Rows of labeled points
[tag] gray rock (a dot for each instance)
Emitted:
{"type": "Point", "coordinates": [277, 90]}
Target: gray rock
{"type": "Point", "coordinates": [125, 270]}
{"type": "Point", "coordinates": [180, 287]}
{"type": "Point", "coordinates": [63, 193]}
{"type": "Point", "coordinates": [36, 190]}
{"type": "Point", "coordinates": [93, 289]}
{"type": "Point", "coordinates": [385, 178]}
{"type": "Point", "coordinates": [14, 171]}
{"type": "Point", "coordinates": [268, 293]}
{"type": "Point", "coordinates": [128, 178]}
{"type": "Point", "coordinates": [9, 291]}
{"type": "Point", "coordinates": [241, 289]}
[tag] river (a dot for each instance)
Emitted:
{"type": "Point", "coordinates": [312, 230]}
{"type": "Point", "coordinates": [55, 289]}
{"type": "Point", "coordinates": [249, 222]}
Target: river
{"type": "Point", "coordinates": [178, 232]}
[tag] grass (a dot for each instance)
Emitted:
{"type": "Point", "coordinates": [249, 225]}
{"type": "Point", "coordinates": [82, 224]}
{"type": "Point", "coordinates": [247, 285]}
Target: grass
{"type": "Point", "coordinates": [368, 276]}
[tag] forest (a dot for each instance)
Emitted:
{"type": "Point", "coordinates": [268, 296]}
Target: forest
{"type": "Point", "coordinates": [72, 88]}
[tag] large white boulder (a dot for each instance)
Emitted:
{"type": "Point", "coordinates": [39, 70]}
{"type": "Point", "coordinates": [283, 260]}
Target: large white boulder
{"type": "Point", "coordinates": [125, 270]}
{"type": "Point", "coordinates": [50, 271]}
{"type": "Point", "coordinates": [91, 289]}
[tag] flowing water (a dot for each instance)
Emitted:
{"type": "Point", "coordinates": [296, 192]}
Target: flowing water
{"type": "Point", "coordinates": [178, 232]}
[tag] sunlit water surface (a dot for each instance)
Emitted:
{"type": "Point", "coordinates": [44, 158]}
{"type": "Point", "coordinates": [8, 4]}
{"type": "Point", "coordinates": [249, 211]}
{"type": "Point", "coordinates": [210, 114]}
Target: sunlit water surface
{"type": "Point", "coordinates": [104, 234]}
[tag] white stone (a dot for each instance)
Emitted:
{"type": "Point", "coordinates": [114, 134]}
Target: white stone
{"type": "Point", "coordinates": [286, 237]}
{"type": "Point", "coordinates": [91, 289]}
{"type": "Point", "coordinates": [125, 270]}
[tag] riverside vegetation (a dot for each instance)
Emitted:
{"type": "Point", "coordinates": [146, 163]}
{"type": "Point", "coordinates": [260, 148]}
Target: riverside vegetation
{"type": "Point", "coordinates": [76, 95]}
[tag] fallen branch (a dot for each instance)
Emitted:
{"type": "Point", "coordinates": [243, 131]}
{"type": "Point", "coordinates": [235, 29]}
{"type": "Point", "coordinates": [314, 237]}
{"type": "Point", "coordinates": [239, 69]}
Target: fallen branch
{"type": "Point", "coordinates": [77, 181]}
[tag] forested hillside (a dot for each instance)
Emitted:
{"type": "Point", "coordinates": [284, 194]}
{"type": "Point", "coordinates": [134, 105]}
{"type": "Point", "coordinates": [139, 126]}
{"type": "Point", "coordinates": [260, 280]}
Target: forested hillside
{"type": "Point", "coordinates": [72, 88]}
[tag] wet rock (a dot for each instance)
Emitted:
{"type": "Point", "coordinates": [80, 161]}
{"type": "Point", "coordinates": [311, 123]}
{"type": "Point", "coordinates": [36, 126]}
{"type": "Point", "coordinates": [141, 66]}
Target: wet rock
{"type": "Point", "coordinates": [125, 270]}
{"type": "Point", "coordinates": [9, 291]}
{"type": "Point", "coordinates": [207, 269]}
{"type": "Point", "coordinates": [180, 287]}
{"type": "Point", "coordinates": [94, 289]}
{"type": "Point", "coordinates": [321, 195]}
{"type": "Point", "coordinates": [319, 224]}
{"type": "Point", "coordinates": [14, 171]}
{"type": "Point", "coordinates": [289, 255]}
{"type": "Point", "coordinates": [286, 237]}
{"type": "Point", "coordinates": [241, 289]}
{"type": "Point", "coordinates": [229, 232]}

Objective >> Format all of the rows above as a two-column CSV with the headers request and answer, one CSV line per row. Put each request's text and its answer in their own quoted fields, and replace any line breaks with spaces.

Complete response >>
request,answer
"[tag] gray rock (a dot for each instance) Emitted: {""type"": ""Point"", ""coordinates"": [277, 90]} Target: gray rock","{""type"": ""Point"", ""coordinates"": [125, 270]} {""type"": ""Point"", ""coordinates"": [180, 287]} {""type"": ""Point"", ""coordinates"": [63, 193]} {""type"": ""Point"", ""coordinates"": [36, 190]} {""type"": ""Point"", ""coordinates"": [93, 289]} {""type"": ""Point"", ""coordinates"": [385, 178]} {""type"": ""Point"", ""coordinates"": [14, 171]} {""type"": ""Point"", ""coordinates"": [268, 293]} {""type"": ""Point"", ""coordinates"": [128, 178]} {""type"": ""Point"", ""coordinates"": [9, 291]} {""type"": ""Point"", ""coordinates"": [241, 289]}"
"[tag] river (a dot for each instance) Emitted: {""type"": ""Point"", ""coordinates"": [312, 230]} {""type"": ""Point"", ""coordinates"": [55, 289]} {""type"": ""Point"", ""coordinates"": [249, 222]} Target: river","{""type"": ""Point"", ""coordinates"": [178, 232]}"
"[tag] grass (a dot for each instance) Emitted: {""type"": ""Point"", ""coordinates"": [249, 225]} {""type"": ""Point"", ""coordinates"": [82, 224]} {""type"": ""Point"", ""coordinates"": [247, 285]} Target: grass","{""type"": ""Point"", ""coordinates"": [368, 276]}"
"[tag] forest (a dot for each instance) Emitted: {""type"": ""Point"", ""coordinates"": [268, 296]} Target: forest","{""type"": ""Point"", ""coordinates"": [72, 88]}"
"[tag] large white boulder (a dot for each instance) Emitted: {""type"": ""Point"", ""coordinates"": [39, 70]} {""type"": ""Point"", ""coordinates"": [283, 260]} Target: large white boulder","{""type"": ""Point"", ""coordinates"": [125, 270]} {""type"": ""Point"", ""coordinates"": [50, 271]} {""type"": ""Point"", ""coordinates"": [91, 289]}"
"[tag] flowing water (a dot for each instance) Emitted: {""type"": ""Point"", ""coordinates"": [296, 192]} Target: flowing water","{""type"": ""Point"", ""coordinates"": [178, 232]}"
"[tag] sunlit water surface (a dot for each instance) Emitted: {""type"": ""Point"", ""coordinates"": [44, 158]} {""type"": ""Point"", ""coordinates"": [8, 4]} {""type"": ""Point"", ""coordinates"": [249, 211]} {""type"": ""Point"", ""coordinates"": [210, 114]} Target: sunlit water surface","{""type"": ""Point"", ""coordinates"": [104, 234]}"
"[tag] white stone (a dot for each instance) Emitted: {""type"": ""Point"", ""coordinates"": [114, 134]} Target: white stone","{""type"": ""Point"", ""coordinates"": [286, 237]} {""type"": ""Point"", ""coordinates"": [91, 289]} {""type"": ""Point"", ""coordinates"": [125, 270]}"
"[tag] riverside vegetation (a dot for each instance) Emitted: {""type"": ""Point"", ""coordinates"": [146, 163]} {""type"": ""Point"", ""coordinates"": [260, 148]} Target: riverside vegetation","{""type"": ""Point"", ""coordinates"": [76, 95]}"
"[tag] fallen branch (a dot for each instance) Emitted: {""type"": ""Point"", ""coordinates"": [243, 131]} {""type"": ""Point"", ""coordinates"": [235, 29]} {""type"": ""Point"", ""coordinates"": [314, 237]} {""type"": ""Point"", ""coordinates"": [239, 69]} Target: fallen branch","{""type"": ""Point"", ""coordinates"": [77, 181]}"
"[tag] forested hillside (a dot for each instance) Emitted: {""type"": ""Point"", ""coordinates"": [284, 194]} {""type"": ""Point"", ""coordinates"": [134, 105]} {""type"": ""Point"", ""coordinates"": [139, 126]} {""type"": ""Point"", ""coordinates"": [260, 280]} Target: forested hillside","{""type"": ""Point"", ""coordinates"": [72, 88]}"
"[tag] wet rock (a dot for each instance) Emitted: {""type"": ""Point"", ""coordinates"": [80, 161]} {""type"": ""Point"", ""coordinates"": [311, 123]} {""type"": ""Point"", ""coordinates"": [36, 126]} {""type"": ""Point"", ""coordinates"": [141, 66]} Target: wet rock","{""type"": ""Point"", ""coordinates"": [125, 270]} {""type"": ""Point"", ""coordinates"": [9, 291]} {""type"": ""Point"", ""coordinates"": [207, 269]} {""type"": ""Point"", ""coordinates"": [180, 287]} {""type"": ""Point"", ""coordinates"": [94, 289]} {""type"": ""Point"", ""coordinates"": [321, 195]} {""type"": ""Point"", ""coordinates"": [319, 224]} {""type"": ""Point"", ""coordinates"": [14, 171]} {""type"": ""Point"", ""coordinates"": [289, 255]} {""type"": ""Point"", ""coordinates"": [286, 237]} {""type"": ""Point"", ""coordinates"": [241, 289]} {""type"": ""Point"", ""coordinates"": [229, 232]}"